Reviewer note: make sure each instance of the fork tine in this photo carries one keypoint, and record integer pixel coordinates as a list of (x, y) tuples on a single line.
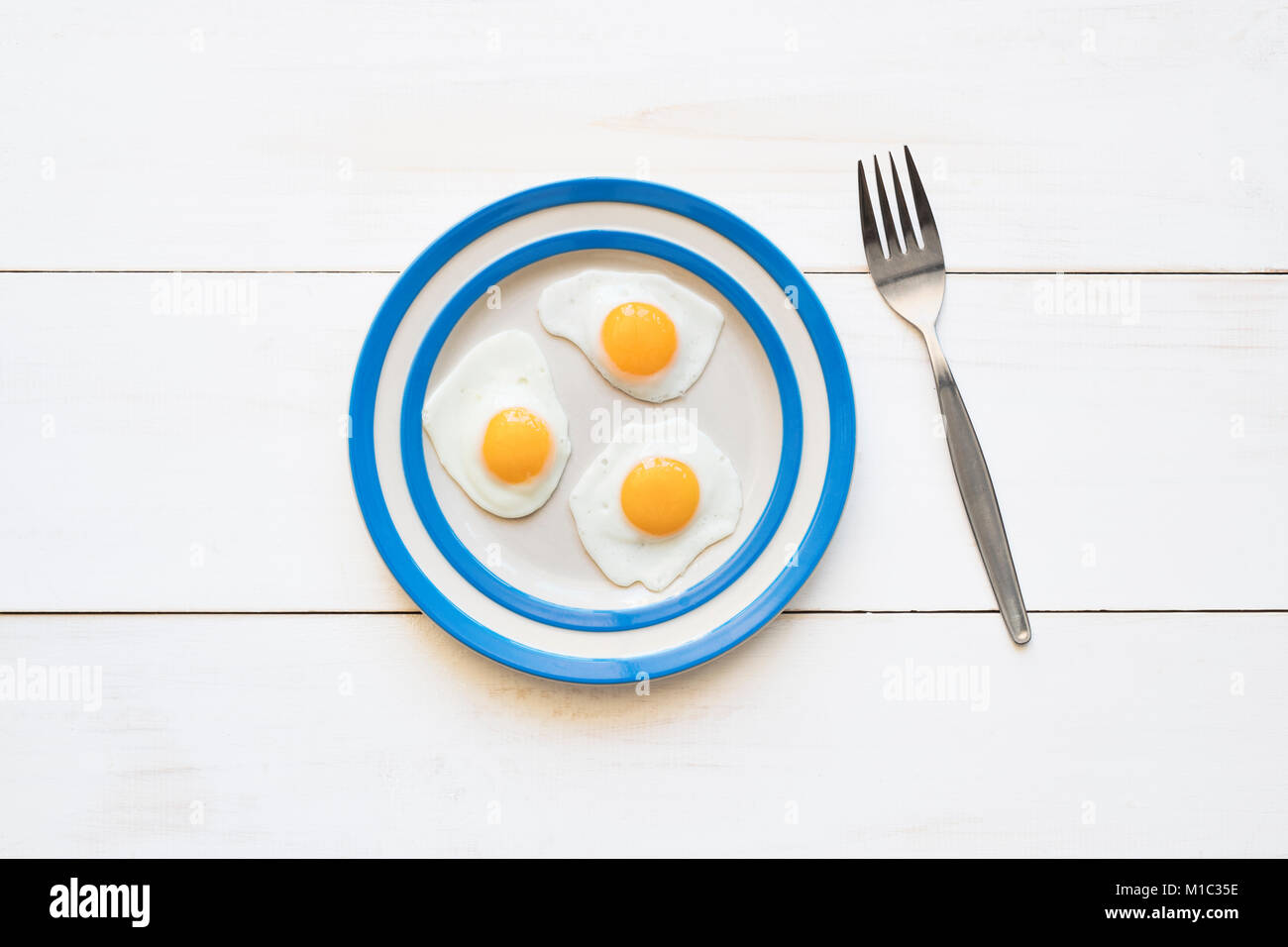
---
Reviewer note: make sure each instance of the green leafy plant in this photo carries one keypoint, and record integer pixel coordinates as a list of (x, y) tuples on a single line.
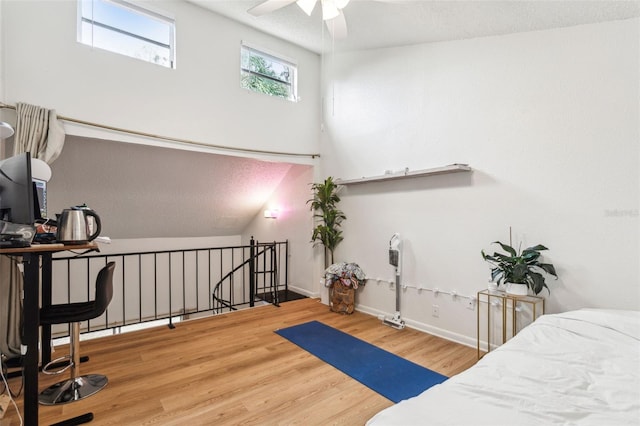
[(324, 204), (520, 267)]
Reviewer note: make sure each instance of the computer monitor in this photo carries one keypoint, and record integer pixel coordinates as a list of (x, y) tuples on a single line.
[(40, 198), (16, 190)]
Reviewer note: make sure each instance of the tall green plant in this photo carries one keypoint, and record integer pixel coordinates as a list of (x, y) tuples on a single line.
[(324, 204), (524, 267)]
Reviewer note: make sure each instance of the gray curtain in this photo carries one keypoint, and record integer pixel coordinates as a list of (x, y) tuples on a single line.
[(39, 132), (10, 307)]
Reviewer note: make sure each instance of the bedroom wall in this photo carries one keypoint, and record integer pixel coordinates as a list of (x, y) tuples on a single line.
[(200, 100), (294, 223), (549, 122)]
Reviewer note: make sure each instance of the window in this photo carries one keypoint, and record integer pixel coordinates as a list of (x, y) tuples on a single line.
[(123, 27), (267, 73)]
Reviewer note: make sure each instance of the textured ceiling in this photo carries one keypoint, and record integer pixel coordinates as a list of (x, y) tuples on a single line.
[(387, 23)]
--
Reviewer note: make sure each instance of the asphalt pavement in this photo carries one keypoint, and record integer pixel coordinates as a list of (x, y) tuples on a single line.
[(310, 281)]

■ What this task involves ■
Quote the lines between the one containing "Reviewer note: make sure each instance of the computer" and the one containing "[(387, 23)]", inclusive, reproducing them verbatim.

■ Result ■
Reviewer note: make sure each instance of the computer monitor in this photo carries one keypoint, and record integer pixel coordinates as a list of (x, y) tuples on a single line.
[(40, 198), (16, 190)]
Reviewer note: make sure each instance of the tall green plant in this photo carries one keypoint, and record integer pixel coordinates as a list of (x, y) tuples on a single line.
[(324, 204), (524, 267)]
Reviewer note: make sure each instance of the gray curtain in this photo carries one keypoint, and record integer pixel coordinates as a list of (x, y) tuples on a single line.
[(39, 132), (10, 307)]
Reviewer note: make sure each instance of the bedroom wall in this photo carries one keypoint, and record integer pixel coordinates as a list of (x, y) tuples on a single line.
[(200, 100), (294, 223), (549, 122)]
Reviewer note: make sure each instance of the window in this photo carries one keypoint, and record integer pixel coordinates as a list of (x, y) tuples on a single line.
[(123, 27), (267, 73)]
Reviewer note: make sure each instance of the textured ceiling in this photo carries one keypoint, and record integer pixel coordinates as a list of (x, y) tuples on a single line.
[(387, 23)]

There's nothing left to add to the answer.